Your task is to write out exactly the lines from the line containing "# pin one keypoint" through the end of the records, inclusive at both ends.
◆ ◆ ◆ ◆
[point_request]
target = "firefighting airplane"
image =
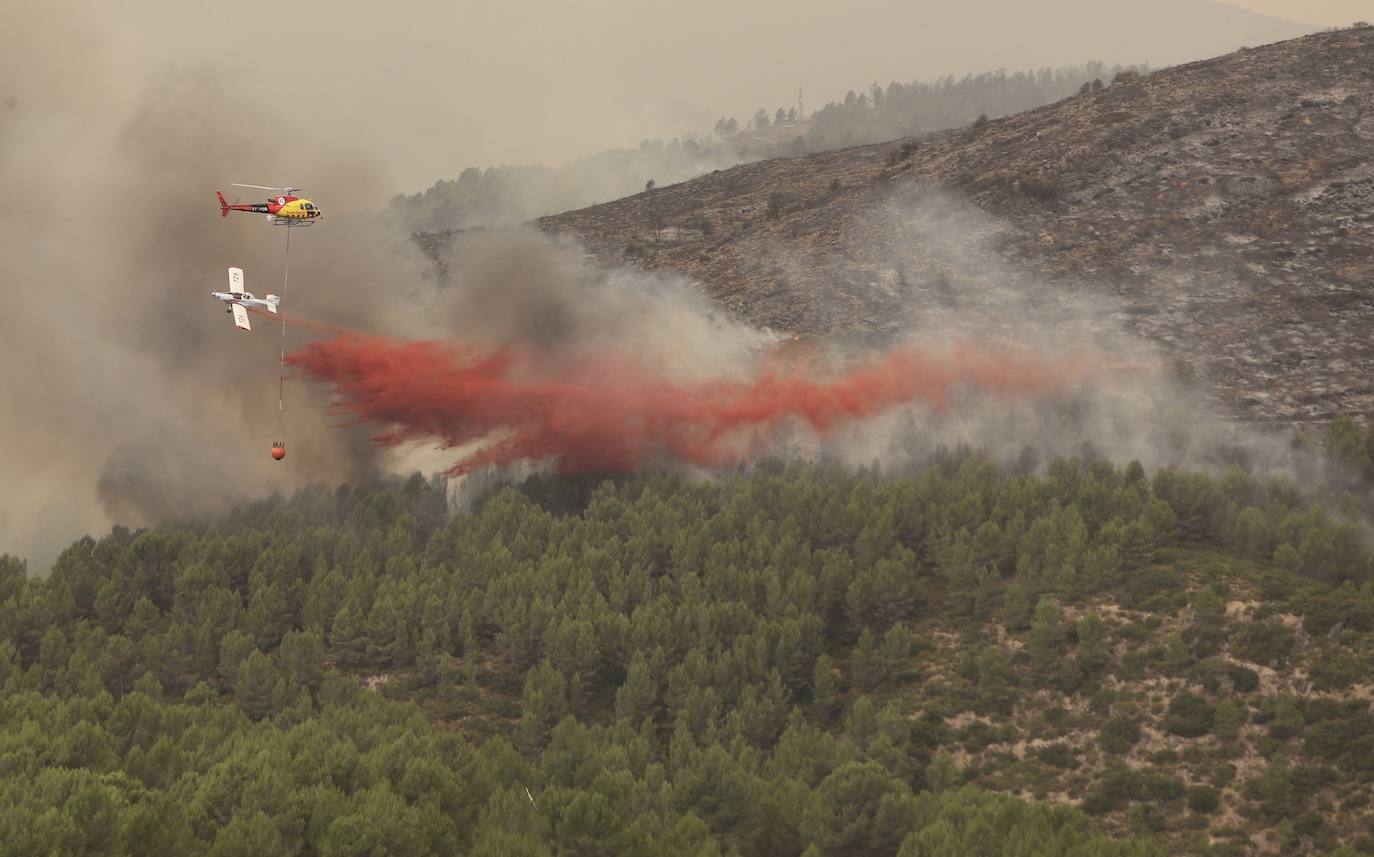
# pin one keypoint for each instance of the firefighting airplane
(282, 209)
(239, 300)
◆ ◆ ◆ ◆
● **Exercise result**
# pin one keypoint for each instance of the firefighting airplane
(282, 209)
(239, 300)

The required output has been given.